-- THE EXERCISE --
Rewrite the lines from the line with "Where can you find the black leather" up to and including the line with "pixel 821 513", putting "skirt" in place of "dress" and leaving everything else unchanged.

* start MATERIALS PROVIDED *

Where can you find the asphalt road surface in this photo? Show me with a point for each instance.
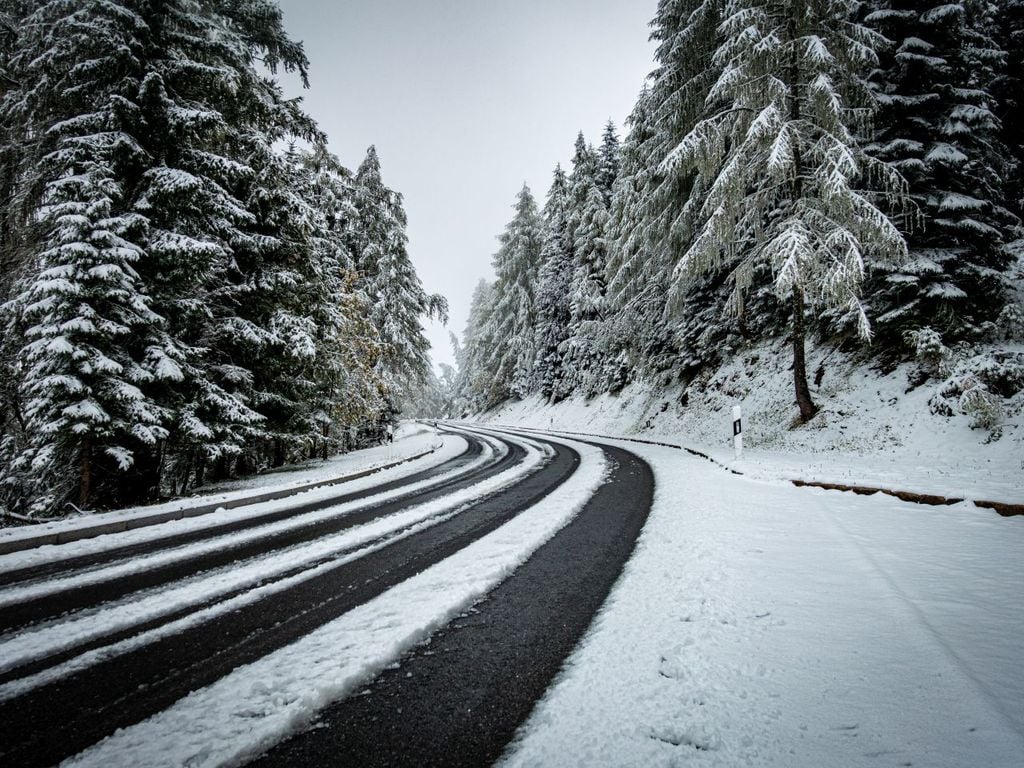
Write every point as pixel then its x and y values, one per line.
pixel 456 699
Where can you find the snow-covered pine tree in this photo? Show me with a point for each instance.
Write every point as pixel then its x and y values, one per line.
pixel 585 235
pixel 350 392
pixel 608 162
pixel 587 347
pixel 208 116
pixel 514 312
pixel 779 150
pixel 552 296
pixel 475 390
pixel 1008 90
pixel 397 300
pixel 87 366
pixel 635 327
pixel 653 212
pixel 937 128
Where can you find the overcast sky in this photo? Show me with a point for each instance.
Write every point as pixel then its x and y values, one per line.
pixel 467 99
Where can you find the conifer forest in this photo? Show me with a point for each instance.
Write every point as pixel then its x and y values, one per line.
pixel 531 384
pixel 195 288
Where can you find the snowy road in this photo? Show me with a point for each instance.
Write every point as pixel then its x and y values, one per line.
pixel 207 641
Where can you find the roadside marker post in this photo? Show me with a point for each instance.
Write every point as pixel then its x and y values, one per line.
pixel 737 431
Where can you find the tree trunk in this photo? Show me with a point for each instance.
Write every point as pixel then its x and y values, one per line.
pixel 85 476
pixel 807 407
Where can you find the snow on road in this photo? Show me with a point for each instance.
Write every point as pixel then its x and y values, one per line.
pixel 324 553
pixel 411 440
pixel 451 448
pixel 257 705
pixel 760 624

* end MATERIALS PROVIDED *
* start MATERIALS PROVIDED *

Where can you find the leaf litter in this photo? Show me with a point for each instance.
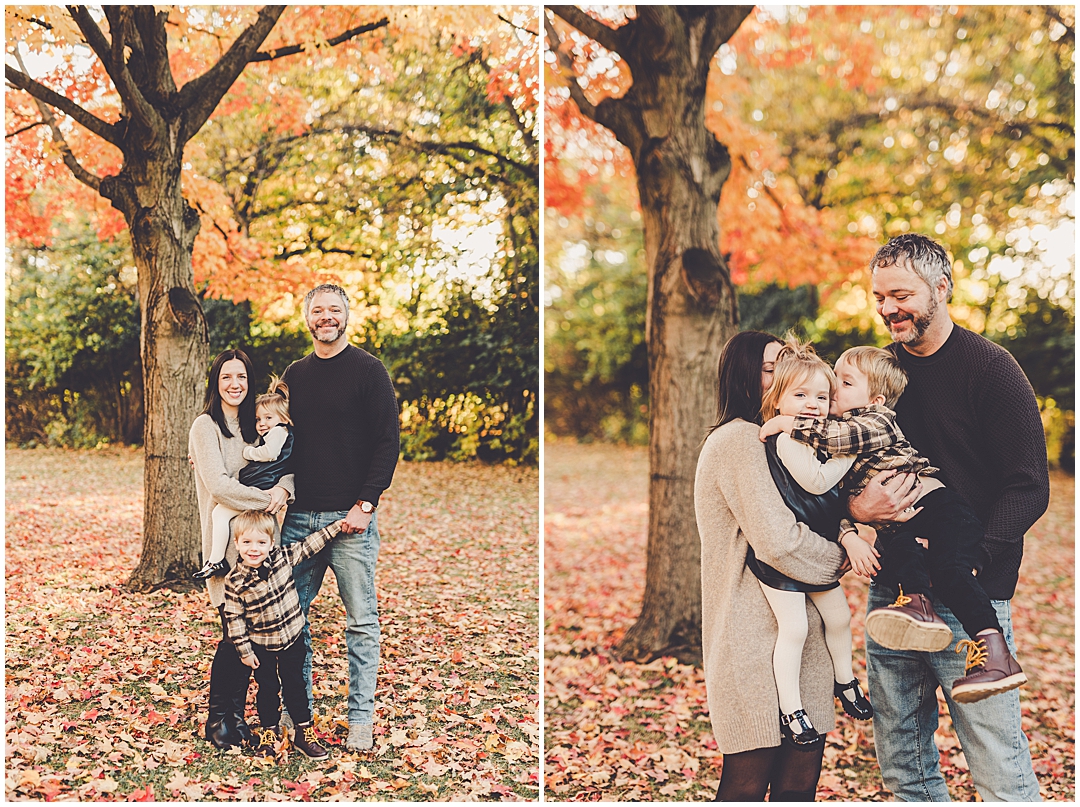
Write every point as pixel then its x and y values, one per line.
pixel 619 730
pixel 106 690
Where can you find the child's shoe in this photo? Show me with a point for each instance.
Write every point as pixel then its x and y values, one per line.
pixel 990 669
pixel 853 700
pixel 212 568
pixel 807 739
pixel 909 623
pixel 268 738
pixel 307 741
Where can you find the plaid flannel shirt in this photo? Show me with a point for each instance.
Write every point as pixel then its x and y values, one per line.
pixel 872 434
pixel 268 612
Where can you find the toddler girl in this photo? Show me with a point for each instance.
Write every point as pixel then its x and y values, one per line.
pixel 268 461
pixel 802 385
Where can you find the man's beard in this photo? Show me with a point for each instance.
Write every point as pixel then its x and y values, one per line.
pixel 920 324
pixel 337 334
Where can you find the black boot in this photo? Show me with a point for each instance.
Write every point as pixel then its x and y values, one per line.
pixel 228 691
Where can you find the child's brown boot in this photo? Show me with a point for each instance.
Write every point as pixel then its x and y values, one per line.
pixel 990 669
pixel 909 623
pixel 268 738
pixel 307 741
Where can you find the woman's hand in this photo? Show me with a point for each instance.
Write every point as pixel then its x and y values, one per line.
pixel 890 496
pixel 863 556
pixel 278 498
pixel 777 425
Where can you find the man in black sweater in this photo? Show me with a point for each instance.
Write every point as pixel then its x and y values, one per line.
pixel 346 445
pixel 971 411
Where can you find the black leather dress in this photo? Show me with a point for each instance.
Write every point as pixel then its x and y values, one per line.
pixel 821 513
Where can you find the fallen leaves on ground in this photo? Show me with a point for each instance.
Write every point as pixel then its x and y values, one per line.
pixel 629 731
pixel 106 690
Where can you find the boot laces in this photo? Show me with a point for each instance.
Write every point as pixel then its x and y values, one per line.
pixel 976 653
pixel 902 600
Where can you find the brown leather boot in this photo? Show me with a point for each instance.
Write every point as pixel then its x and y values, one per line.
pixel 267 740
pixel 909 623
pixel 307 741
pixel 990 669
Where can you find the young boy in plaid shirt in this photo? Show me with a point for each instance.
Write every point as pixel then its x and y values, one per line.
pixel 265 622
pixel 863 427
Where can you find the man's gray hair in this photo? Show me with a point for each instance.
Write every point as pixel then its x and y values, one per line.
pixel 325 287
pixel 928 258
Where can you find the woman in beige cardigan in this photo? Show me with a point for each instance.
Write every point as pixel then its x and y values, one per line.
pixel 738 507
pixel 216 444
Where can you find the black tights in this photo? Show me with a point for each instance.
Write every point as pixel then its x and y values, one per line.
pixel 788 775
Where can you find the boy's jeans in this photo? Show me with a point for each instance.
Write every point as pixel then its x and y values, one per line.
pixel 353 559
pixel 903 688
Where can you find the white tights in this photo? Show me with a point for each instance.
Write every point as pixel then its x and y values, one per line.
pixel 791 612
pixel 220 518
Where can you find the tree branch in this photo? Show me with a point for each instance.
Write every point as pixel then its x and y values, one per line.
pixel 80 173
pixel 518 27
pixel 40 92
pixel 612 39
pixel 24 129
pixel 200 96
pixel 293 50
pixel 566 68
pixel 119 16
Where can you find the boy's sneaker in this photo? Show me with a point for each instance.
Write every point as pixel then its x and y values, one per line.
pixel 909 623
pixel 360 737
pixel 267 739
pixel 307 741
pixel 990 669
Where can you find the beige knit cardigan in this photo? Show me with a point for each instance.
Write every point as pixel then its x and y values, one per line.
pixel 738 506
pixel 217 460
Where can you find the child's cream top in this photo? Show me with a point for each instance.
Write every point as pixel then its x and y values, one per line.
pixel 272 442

* end MATERIALS PROVIDED *

-- SOLUTION TO THIS EXERCISE --
Where can you find the black leather skirt in this photo? Show me with a point for each instance.
Write every point as pixel then its x and y values, one per line.
pixel 821 513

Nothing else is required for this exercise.